■ Problem statement: Transcribe each line exactly.

━━━━━ Provided material ━━━━━

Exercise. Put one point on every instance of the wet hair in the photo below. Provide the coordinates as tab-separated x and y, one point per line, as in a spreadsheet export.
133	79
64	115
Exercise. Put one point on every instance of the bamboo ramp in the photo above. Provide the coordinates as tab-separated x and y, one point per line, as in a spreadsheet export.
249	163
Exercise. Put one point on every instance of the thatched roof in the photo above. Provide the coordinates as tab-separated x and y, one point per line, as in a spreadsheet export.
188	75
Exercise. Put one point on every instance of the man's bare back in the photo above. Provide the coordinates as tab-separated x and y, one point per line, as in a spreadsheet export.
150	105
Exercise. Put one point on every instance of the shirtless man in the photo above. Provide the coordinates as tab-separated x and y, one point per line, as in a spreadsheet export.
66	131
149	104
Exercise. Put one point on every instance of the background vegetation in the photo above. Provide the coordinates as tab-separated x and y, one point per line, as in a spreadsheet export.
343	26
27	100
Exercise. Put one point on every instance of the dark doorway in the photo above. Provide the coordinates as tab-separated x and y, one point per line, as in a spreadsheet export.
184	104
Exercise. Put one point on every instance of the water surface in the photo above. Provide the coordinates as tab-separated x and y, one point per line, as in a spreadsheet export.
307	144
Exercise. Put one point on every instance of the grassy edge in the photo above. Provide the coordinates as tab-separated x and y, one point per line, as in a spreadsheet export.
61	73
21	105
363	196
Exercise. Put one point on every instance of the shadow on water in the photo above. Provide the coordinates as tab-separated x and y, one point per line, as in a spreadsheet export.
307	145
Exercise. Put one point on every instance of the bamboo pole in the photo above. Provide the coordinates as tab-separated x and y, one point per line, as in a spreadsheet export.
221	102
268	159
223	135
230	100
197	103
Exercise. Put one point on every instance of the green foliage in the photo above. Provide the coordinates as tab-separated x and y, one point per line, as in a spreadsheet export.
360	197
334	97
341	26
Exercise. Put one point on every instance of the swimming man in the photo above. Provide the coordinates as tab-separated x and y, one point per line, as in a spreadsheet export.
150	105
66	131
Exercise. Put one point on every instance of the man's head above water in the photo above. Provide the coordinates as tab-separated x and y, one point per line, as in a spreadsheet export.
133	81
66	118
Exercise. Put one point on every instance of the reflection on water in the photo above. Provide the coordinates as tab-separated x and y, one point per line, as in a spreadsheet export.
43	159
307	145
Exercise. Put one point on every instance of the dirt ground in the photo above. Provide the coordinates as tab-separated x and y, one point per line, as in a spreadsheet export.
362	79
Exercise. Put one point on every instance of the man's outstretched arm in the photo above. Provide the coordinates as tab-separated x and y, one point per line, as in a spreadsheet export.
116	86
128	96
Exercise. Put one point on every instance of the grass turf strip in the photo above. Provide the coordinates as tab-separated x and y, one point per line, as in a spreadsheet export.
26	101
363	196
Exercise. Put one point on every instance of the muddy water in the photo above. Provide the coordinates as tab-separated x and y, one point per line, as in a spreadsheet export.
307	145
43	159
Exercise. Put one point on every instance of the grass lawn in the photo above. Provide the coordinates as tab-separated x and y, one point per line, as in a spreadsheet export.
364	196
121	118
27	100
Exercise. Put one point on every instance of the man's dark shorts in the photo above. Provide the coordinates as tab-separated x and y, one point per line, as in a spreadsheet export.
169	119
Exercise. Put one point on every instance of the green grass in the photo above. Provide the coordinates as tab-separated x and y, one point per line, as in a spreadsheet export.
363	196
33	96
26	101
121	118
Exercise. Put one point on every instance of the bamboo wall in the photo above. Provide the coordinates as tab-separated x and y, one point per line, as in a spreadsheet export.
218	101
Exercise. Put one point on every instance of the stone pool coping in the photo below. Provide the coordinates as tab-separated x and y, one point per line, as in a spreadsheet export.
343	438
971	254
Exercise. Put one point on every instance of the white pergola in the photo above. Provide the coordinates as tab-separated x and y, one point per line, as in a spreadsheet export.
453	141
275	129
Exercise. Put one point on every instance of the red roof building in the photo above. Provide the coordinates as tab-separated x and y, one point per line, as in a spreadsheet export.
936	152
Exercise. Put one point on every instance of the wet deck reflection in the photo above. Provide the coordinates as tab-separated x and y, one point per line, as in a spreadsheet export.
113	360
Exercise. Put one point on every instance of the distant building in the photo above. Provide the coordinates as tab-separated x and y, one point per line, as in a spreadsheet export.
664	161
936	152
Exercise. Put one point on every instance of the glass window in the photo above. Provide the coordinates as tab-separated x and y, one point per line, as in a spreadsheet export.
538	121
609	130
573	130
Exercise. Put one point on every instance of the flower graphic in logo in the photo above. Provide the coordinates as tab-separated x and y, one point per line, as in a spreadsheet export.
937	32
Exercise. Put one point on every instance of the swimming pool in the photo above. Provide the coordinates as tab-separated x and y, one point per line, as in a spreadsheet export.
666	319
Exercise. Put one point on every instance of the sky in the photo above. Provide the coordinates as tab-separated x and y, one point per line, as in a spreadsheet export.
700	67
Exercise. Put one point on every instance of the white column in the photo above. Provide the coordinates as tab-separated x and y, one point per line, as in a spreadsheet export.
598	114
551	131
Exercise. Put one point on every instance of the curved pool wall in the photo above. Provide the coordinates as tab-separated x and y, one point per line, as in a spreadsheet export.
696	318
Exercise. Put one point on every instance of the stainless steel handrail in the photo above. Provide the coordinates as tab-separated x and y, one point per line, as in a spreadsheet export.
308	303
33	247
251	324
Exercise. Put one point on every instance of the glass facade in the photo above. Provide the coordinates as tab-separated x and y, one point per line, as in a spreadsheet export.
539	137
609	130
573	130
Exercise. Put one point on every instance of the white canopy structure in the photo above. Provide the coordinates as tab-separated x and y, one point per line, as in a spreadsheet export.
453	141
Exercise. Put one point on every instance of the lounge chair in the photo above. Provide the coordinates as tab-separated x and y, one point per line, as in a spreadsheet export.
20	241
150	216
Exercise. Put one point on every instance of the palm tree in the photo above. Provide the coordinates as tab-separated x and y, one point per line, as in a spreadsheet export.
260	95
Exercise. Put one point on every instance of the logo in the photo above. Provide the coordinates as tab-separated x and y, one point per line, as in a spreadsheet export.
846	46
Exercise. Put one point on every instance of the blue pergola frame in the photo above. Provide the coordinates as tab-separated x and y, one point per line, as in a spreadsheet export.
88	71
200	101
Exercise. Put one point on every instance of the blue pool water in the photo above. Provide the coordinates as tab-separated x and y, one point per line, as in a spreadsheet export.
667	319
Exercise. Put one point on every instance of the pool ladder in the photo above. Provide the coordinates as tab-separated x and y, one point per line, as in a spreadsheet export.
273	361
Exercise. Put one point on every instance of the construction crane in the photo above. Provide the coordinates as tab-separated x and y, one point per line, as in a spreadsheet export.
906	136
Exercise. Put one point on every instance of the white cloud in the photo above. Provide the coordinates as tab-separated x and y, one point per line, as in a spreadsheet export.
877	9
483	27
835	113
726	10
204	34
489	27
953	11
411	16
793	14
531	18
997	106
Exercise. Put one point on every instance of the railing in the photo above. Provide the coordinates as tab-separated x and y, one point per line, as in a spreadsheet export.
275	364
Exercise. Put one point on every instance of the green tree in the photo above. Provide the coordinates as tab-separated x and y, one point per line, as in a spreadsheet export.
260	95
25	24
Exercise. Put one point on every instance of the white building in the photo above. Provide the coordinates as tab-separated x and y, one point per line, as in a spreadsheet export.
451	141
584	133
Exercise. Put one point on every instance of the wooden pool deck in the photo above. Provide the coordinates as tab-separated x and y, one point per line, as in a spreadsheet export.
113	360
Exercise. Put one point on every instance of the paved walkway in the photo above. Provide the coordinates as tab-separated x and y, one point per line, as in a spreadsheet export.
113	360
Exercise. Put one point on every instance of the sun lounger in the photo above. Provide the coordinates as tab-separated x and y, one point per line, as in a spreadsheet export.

━━━━━

■ Answer for this exercise:
Exercise. Put one point on every instance of the wet hair in the photo below. Provide the coordinates as tab-separated x and y, one point per line, as in a spreadsheet export.
133	79
64	115
Exercise. Put one point on every instance of the bamboo ramp in the photo above. Provide the coordinates as tab-separated x and y, one point per line, as in a spreadsheet export.
249	163
Exercise. Put one point on every instance of the thatched roof in the photo above. Provide the coordinates as tab-separated x and y, one point per line, as in a spreadsheet export.
188	75
Exercise. Put one point on every instance of the man's bare back in the photo above. Provide the coordinates as tab-separated x and y, one point per line, as in a spreadsheet export.
150	105
Exercise. Put one point on every instance of the shirtless man in the photo above. Provide the coordinates as tab-separated x and y, one point per line, as in a spreadsheet export.
66	131
149	104
Exercise. Put one point on every instance of the background vegetation in the photo above. Provide the coordinates as tab-separated x and y, one point per line, as in a spreadsheet export.
343	26
27	100
Exercise. Put one point on every instance of the dark doorway in the photo above. Provide the coordinates as tab-separated x and y, one point per line, as in a spreadsheet export.
184	104
Exercise. Put one point on every instance of the water surface in the photo above. Provide the coordinates as tab-separated x and y, one point per line, as in a spreadsheet export.
307	144
Exercise. Put one point on every instance of the grassy edge in the photo above. Provide the coordinates as tab-separated x and y, one point per line, as in a spreadsheet export.
61	73
21	105
363	196
Exercise. Put one point on every instance of the shadow on water in the photo above. Provide the coordinates as tab-separated x and y, one point per line, as in a spreadsheet export.
307	145
Exercise. Put one point on every instance of the bamboo pole in the photo above. Provide the coordinates as tab-separated x and y, one point per line, as in a spreadsheet export.
221	102
268	159
223	135
230	100
197	103
Exercise. Put one point on every instance of the green foliage in the photo above. Provide the coordinates as tab-separated x and y, one point per line, as in a spreadsheet export.
360	197
334	97
341	26
Exercise. Put one point on every instance of the swimming man in the photo above. Provide the coordinates as tab-separated x and y, one point per line, as in a spreadsheet export.
150	105
66	131
Exercise. Put one point on every instance of the man's head above water in the photo above. Provide the coordinates as tab-separated x and y, one point per line, as in a spreadsheet export.
133	81
66	118
Exercise. Put one point on every instance of the reflection on water in the photo above. Provide the coordinates as tab-separated x and y, one point per line, as in a spreadsheet export.
43	159
307	145
Exercise. Put one point on every instance of the dirt ground in the photo above. Provide the coordinates as tab-separated x and y, one point per line, as in a spreadsheet export.
362	79
Exercise. Put one point on every instance of the man's outstretched arm in the photo above. Provide the coordinates as tab-separated x and y, one point per line, as in a spreadsheet export.
116	86
128	96
Exercise. Put one point on every instance of the grass turf strip in the photo above. Provide the coordinates as tab-separated x and y, one point per line, as in a spreadsheet export.
26	101
363	196
Exercise. Put one point on every instance of the muddy water in the photo above. Provide the coordinates as tab-separated x and y, one point per line, as in a spreadsheet export.
307	145
43	159
Exercise. Put one point on every instance of the grass lawn in the photo above. Provide the coordinates as tab-separated x and y, one point per line, as in a spreadsheet export.
364	196
121	118
27	100
Exercise. Put one point on every instance of the man's dark shorts in the photo above. Provide the coordinates as tab-separated x and y, one point per line, as in a spreadsheet export.
169	119
Exercise. Put one point on every instance of the green grass in the photo above. Provide the coordinates as tab-separated x and y, one point per line, as in a spreadsheet export.
363	196
33	96
26	101
121	118
Exercise. Put one point on every instance of the bamboo wall in the photo above. Provide the coordinates as tab-separated x and y, one point per line, as in a spreadsheet export.
218	101
Exercise. Put one point on every instance of the stone pool coping in the photo below. Provide the coordinates as tab-separated x and y, one point per line, as in a spreadsheet export.
343	438
971	254
Exercise. Put one point on every instance of the white pergola in the photo above. Provide the coordinates as tab-separated x and y, one point per line, as in a spreadsheet export.
453	141
275	129
Exercise. Put one point on every instance of the red roof building in the photo above. Provide the coordinates as tab-separated x and y, one point per line, as in a spreadsheet export.
936	152
Exercise. Put one point on every instance of the wet deck reflection in the photo above. Provide the coordinates as tab-separated x and y, one point per line, as in a spreadsheet export.
113	360
Exercise. Put one point on every instance of the distant building in the photo above. Provide the coordinates as tab-separated x and y, one point per line, as in a spreadsheet export.
664	161
936	152
Exercise. Put one point on every instance of the glass window in the photo above. Provide the coordinates as tab-separated x and y, one point per line, as in a spreadsheet export.
538	121
609	130
573	130
Exercise. Put one point on every instance of the flower graphic in logo in the photo above. Provide the coordinates as tab-separated x and y, one point per line, as in a spreadsheet export.
937	32
Exercise. Put one point on every instance of the swimming pool in the photo above. Provide the coordinates as tab-separated x and y, one point per line, as in a spreadsheet export.
666	319
Exercise. Put one point on every instance of the sky in the photo above. Provide the coordinates as tab-separated x and y, one point per line, as in a spreadsheet export.
700	67
Exercise. Put one point on every instance of the white column in the photo above. Provide the coordinates as tab-separated x and y, one point per line, as in a spreadsheet export.
598	114
551	131
Exercise. Put one point on every instance of the curved pool wall in the photo above. Provide the coordinates as tab-separated x and y, one point per line, as in a spreadsheet export.
696	318
Exercise. Put one point on every instance of the stainless steel handrail in the photo above. Provide the coordinates as tab-separated x and y, one point per line, as in a spreadsheet export.
308	303
33	247
251	324
Exercise. Put one point on every instance of the glass facade in the photo above. Provide the coordinates as tab-separated x and y, one point per line, as in a spreadsheet export.
539	137
609	130
573	130
Exercise. Put one point on every instance of the white canopy structure in the photo above. Provide the coordinates as tab-separated x and y, one point per line, as in a spreadsheet export.
453	141
Exercise. Put one point on every instance of the lounge chair in the photo above. Provide the coordinates as tab-separated x and y, one point per line, as in a spreadsheet export.
20	241
150	216
Exercise. Put one point on every instance of the palm tree in the photo above. Provide the coordinates as tab-separated x and y, one point per line, as in a spreadsheet export.
260	95
Exercise. Put one point on every instance of the logo in the photo above. Provide the coordinates as tab-separated x and y, one point per line, as in a spreadsheet export.
846	46
Exercise. Put one point on every instance of the blue pergola frame in the photo above. Provide the coordinates as tab-separated x and y, one point per line, as in a spreadsheet export.
88	71
200	101
Exercise. Put one point on every instance of the blue pool water in the photo above. Provide the coordinates as tab-separated x and y, one point per line, as in a spreadsheet export.
667	319
Exercise. Put one point on every instance of the pool ladder in the photo above. Provide the coordinates as tab-separated x and y, one point per line, as in a spreadsheet export.
273	361
Exercise. Put one point on every instance of the construction crane in the photo above. Provide the coordinates as tab-separated x and y, one point per line, as in a spreadsheet export.
906	136
Exercise. Put one point on every instance of the white cloud in the photo above. Provide the coordinates as tab-separated x and y, one point per line, as in a spreadsheet export.
877	9
483	27
835	113
726	10
204	34
489	27
953	11
411	16
793	14
531	18
997	106
Exercise. Put one point on every instance of the railing in the photo above. Provide the coordinates as tab-separated x and y, one point per line, as in a spreadsheet export.
275	364
Exercise. Put one point on every instance of the green tree in the photo above. Provide the coordinates as tab-separated x and y, one point per line, as in a spreadsheet export.
260	95
25	24
Exercise. Put one point on every instance of the white building in the photo above. Provide the coordinates as tab-separated x and y, one point per line, as in a spreadsheet export.
451	141
584	133
Exercise. Put one point on every instance of the wooden pool deck in the photo above. Provide the coordinates as tab-separated x and y, one point per line, as in a spreadsheet export.
113	360
Exercise. Put one point on every instance of the paved walkway in the photo above. Provide the coordinates as tab-separated x and y, one point per line, as in a spreadsheet export.
113	360
Exercise. Put one point on every instance of the sun lounger in the photo above. Provide the coordinates as tab-separated x and y, one point per line, as in a spreadsheet export.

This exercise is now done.